◆ ФРАГМЕНТ ДОКУМЕНТА:
----

Такое впечатление, что Город безошибочно выбирает себе таких «оживителей» и никуда не хочет их отпускать. Вот писательница Елена Колина четыре раза пыталась уехать в другие места (иные страны) на жительство, а в результате так и осталась на улице Рубинштейна. Потому что зарплаты, пенсии, комфортная безопасная жизнь – это одно. А чувство, что ты лично причастен к чему-то неподдельно прекрасному, – другое. Из иных измерений жизни.
«Для драгоценных для каждого человека связей с вечностью необыкновенно важно ощущать, что его жизнь протекает в тех же декорациях, что и жизнь самых значительных его предшественников», – утверждает Александр Мелихов (очерк «Как бы нам остаться варварами»). Писатель давно твердит о необходимости мечты, сказки, да хоть бы и иллюзии (но величественной) в жизни человека. Вот и авторы сборника «В Питере жить» так или иначе заворожены иллюзиями и мечтами. Они ничего не требуют от Города – наоборот, готовы отдать ему духовную и душевную эссенцию своей жизни.

----

[Записи из коллекции]
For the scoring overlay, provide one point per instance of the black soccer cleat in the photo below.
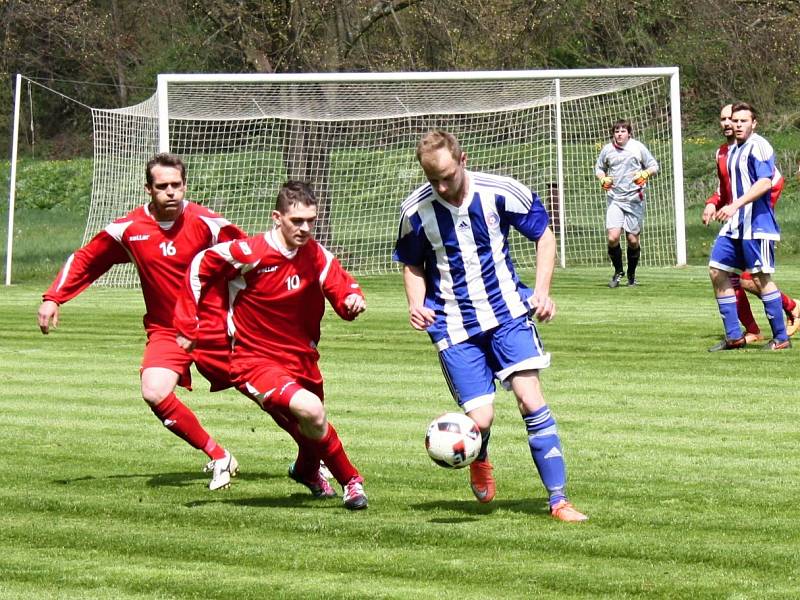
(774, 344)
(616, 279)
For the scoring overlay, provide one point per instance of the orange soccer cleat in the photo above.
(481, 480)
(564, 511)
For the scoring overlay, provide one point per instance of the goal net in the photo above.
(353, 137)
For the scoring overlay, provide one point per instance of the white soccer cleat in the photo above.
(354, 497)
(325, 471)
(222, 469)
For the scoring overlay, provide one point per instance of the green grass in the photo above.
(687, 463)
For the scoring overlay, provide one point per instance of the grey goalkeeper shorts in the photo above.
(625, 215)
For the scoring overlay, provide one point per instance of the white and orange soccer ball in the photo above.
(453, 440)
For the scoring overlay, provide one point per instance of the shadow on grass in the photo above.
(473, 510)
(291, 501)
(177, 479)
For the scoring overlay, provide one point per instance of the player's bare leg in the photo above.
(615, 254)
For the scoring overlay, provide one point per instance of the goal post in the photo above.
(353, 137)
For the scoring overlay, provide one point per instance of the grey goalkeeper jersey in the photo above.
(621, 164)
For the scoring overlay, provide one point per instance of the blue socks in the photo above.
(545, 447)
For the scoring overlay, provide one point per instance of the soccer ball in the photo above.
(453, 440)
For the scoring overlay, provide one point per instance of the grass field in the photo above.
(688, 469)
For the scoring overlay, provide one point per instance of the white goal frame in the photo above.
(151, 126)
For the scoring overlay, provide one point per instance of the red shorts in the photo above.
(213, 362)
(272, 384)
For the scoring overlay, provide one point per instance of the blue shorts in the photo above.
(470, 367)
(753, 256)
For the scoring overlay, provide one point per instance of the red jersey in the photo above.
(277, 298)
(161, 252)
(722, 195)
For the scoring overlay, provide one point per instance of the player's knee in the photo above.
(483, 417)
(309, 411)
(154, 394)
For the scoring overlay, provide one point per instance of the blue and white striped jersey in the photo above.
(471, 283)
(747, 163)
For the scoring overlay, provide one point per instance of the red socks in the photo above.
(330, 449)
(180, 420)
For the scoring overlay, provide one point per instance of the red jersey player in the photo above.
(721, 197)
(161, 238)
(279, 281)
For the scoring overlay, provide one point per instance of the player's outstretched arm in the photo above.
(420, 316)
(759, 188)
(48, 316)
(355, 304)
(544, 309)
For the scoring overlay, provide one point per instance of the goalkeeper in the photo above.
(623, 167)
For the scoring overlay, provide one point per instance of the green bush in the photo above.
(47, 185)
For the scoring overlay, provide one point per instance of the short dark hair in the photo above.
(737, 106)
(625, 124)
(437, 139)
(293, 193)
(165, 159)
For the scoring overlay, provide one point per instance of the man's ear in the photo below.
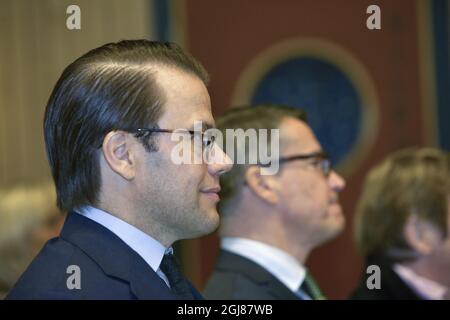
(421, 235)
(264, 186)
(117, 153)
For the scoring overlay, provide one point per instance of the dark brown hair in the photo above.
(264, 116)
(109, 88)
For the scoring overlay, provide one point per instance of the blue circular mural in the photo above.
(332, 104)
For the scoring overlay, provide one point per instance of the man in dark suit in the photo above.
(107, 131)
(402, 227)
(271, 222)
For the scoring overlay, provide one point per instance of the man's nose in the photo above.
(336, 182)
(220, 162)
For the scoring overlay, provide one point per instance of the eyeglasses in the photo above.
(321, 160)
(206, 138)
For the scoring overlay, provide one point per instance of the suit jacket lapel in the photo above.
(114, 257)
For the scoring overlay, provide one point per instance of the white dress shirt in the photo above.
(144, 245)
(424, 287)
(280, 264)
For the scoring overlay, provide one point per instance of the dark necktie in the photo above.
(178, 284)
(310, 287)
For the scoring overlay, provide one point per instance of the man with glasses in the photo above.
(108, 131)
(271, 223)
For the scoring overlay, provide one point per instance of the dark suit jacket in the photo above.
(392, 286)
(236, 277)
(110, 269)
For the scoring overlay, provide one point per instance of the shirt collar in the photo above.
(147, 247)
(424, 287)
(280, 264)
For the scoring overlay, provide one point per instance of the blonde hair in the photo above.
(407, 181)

----

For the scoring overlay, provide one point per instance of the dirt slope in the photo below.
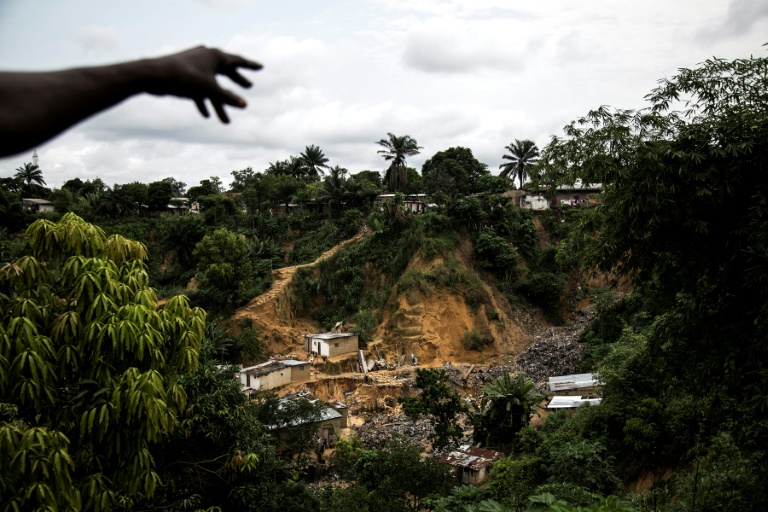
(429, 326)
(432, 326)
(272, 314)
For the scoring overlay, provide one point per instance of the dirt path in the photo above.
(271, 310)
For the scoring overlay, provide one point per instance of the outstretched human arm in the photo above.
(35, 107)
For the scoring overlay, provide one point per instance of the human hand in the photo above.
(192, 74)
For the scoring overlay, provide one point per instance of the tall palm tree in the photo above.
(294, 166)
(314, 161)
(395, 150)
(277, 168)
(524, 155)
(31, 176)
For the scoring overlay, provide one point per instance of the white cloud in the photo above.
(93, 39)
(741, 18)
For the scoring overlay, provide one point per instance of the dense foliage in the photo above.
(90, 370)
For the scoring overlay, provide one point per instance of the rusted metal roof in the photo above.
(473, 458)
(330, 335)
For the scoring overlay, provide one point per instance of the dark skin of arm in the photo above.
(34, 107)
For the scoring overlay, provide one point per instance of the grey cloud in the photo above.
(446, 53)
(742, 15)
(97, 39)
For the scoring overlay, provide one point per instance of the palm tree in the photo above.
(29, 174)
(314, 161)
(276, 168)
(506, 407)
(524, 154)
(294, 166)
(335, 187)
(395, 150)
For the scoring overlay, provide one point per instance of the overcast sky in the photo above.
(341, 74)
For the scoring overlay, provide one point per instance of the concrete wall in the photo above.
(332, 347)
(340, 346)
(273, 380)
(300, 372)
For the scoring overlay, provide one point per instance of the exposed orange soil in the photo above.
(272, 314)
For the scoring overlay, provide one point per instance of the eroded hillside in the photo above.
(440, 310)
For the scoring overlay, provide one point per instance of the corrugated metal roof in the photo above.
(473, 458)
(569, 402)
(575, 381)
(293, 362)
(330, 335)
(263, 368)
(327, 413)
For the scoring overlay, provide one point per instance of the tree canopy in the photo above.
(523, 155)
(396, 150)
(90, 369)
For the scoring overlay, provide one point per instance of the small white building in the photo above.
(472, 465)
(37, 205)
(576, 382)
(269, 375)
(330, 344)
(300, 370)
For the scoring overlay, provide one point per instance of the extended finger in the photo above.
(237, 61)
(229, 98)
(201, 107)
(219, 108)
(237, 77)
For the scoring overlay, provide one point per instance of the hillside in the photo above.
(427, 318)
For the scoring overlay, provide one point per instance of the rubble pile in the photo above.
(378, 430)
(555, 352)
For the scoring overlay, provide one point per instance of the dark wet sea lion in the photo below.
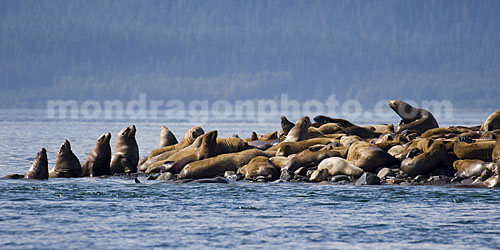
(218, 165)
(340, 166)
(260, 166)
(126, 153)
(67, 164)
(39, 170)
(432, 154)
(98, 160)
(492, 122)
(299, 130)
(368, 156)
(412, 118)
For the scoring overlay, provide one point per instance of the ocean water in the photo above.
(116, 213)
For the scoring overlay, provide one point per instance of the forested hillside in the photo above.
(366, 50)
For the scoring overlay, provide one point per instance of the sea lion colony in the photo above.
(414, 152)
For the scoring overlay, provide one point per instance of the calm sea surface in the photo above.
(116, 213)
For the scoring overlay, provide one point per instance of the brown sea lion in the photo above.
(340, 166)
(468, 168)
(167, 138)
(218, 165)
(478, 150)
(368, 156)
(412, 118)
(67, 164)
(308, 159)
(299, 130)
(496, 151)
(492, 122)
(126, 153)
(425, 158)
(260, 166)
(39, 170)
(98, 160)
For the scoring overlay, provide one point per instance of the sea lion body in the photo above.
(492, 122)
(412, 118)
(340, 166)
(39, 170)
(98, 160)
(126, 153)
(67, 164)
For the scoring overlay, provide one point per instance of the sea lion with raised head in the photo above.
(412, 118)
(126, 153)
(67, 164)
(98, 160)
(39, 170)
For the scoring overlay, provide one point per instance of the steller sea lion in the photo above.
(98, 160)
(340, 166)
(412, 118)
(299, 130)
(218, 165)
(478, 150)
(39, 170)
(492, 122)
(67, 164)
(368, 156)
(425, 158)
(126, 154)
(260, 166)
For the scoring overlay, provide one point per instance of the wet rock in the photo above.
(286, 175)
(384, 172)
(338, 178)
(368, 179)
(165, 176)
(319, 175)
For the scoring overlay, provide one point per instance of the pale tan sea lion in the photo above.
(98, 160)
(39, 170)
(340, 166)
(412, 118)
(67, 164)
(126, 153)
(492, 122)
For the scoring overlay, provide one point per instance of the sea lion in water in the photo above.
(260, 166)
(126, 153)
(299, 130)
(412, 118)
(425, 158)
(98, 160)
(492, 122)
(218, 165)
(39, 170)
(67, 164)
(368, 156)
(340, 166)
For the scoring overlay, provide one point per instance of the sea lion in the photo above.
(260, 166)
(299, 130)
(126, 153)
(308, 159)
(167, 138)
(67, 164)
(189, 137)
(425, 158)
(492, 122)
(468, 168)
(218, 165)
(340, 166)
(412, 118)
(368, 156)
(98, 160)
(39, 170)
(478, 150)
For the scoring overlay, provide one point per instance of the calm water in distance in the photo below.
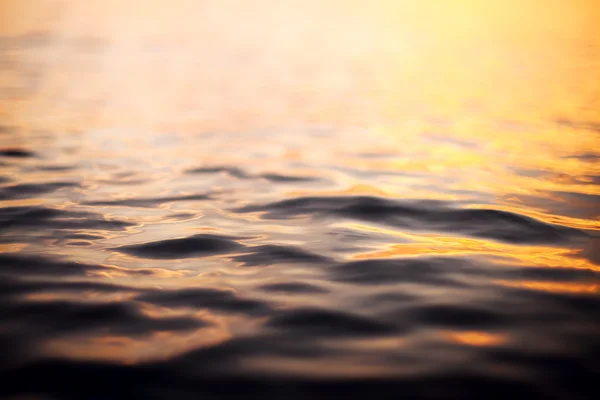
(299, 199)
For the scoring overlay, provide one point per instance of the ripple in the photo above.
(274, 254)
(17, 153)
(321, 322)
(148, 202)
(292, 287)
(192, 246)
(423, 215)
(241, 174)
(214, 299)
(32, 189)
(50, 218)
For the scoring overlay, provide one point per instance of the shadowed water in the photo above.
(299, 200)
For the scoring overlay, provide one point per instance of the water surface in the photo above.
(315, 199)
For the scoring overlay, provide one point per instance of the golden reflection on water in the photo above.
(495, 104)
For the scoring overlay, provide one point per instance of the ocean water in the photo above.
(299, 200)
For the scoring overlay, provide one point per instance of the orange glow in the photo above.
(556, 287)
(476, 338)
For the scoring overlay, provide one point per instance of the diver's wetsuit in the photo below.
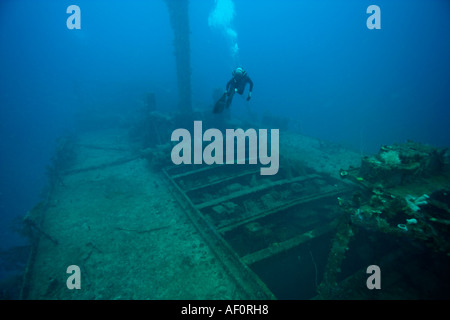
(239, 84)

----

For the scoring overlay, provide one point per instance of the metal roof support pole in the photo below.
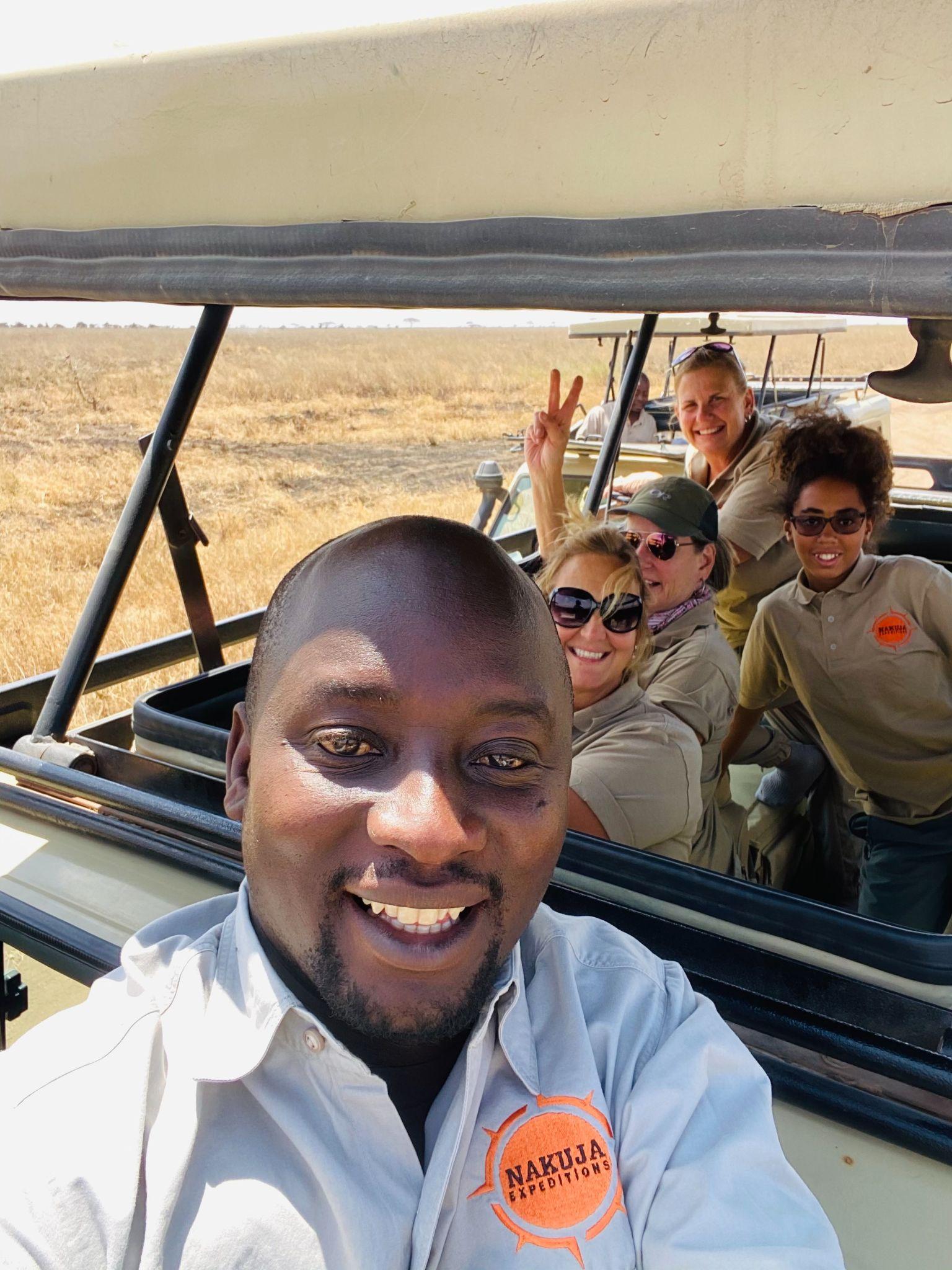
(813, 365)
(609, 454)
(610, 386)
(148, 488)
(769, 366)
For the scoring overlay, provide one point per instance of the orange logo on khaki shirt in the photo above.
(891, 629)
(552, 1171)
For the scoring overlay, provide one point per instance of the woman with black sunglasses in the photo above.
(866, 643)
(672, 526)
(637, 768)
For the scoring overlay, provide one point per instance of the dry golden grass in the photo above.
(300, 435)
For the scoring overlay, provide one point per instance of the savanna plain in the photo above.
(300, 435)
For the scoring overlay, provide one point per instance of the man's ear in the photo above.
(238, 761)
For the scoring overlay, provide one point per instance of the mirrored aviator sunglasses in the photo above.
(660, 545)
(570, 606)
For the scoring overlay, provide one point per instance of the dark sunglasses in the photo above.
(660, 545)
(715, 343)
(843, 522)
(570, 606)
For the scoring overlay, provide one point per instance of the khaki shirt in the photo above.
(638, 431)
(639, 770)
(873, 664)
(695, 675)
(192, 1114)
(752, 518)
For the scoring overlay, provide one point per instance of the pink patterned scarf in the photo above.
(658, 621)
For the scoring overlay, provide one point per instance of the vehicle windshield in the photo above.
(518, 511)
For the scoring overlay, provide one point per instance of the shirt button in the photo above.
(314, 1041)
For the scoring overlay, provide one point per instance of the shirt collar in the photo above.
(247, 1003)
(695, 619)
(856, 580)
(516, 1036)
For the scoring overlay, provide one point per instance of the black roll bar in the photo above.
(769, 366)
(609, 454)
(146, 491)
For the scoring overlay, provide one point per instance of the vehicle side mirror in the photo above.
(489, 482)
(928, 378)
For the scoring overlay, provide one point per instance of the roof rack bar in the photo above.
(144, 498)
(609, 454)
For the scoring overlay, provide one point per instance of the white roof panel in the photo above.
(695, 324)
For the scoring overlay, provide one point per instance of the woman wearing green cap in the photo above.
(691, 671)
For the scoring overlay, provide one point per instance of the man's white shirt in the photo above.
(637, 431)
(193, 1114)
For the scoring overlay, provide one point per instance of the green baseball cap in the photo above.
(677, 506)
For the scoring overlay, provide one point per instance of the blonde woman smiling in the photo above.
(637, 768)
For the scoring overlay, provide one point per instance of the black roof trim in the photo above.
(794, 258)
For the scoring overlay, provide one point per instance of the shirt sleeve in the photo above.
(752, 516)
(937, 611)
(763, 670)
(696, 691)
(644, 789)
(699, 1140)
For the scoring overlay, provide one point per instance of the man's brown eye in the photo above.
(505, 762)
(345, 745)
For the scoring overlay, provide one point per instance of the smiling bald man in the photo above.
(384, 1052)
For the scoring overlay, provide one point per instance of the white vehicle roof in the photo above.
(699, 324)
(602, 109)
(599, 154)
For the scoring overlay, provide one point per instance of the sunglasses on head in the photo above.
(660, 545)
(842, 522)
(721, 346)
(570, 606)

----

◆ ЗАДАЧА A: Пожалуйста, выведите полностью фрагмент о Петербурге и его авторах, не меняя в нем ни слова.
◆ ЗАДАЧА B: Пересчитайте строки списка: всё от строки с «roll bar in the photo above.» вниз до строки с «(384, 1052)», обе включительно. Выведите только эти строки вместе с запросами, умножив каждую координату в ответах на 1,15 и округлив до целых (половины округляйте вверх).

◆ РЕЗУЛЬТАТ УПРАЖНЕНИЯ A:
Такое впечатление, что Город безошибочно выбирает себе таких «оживителей» и никуда не хочет их отпускать. Вот писательница Елена Колина четыре раза пыталась уехать в другие места (иные страны) на жительство, а в результате так и осталась на улице Рубинштейна. Потому что зарплаты, пенсии, комфортная безопасная жизнь – это одно. А чувство, что ты лично причастен к чему-то неподдельно прекрасному, – другое. Из иных измерений жизни.
«Для драгоценных для каждого человека связей с вечностью необыкновенно важно ощущать, что его жизнь протекает в тех же декорациях, что и жизнь самых значительных его предшественников», – утверждает Александр Мелихов (очерк «Как бы нам остаться варварами»). Писатель давно твердит о необходимости мечты, сказки, да хоть бы и иллюзии (но величественной) в жизни человека. Вот и авторы сборника «В Питере жить» так или иначе заворожены иллюзиями и мечтами. Они ничего не требуют от Города – наоборот, готовы отдать ему духовную и душевную эссенцию своей жизни.

◆ РЕЗУЛЬТАТ УПРАЖНЕНИЯ B:
For the scoring overlay, provide one point per instance of the black roll bar in the photo above.
(884, 421)
(700, 522)
(168, 565)
For the scoring overlay, provide one point per instance of the vehicle side mirror in the photo above.
(562, 554)
(1067, 435)
For the scoring overlay, provide one point per instance of the roof rack bar in the photo above.
(166, 573)
(700, 522)
For the scoring overlay, provide one point per instance of the white roof panel in the photo above.
(799, 373)
For the scoring overlay, provide one point per instance of the woman wearing green cap in the photo above.
(795, 772)
For the scoring overlay, provide one point per instance of the man's white shirt in the photo above.
(733, 496)
(222, 1281)
For the scoring overlay, provide one point per instance of the green baseball cap in the photo above.
(779, 582)
For the scoring overlay, provide one point per instance of the blonde woman smiling in the photo above.
(733, 883)
For the scoring overlay, provide one point per instance of the black roof trim in the photo above.
(913, 297)
For the scoring overlay, provide one point per instance of the shirt sleeve in the photo above.
(865, 593)
(1078, 703)
(877, 771)
(800, 795)
(741, 907)
(804, 1311)
For the scoring overlay, provide one point per instance of the man's brown eye in the photo above.
(581, 876)
(397, 857)
For the scoring overlay, provide one point per instance of the smiling bald man in the photo above.
(442, 1210)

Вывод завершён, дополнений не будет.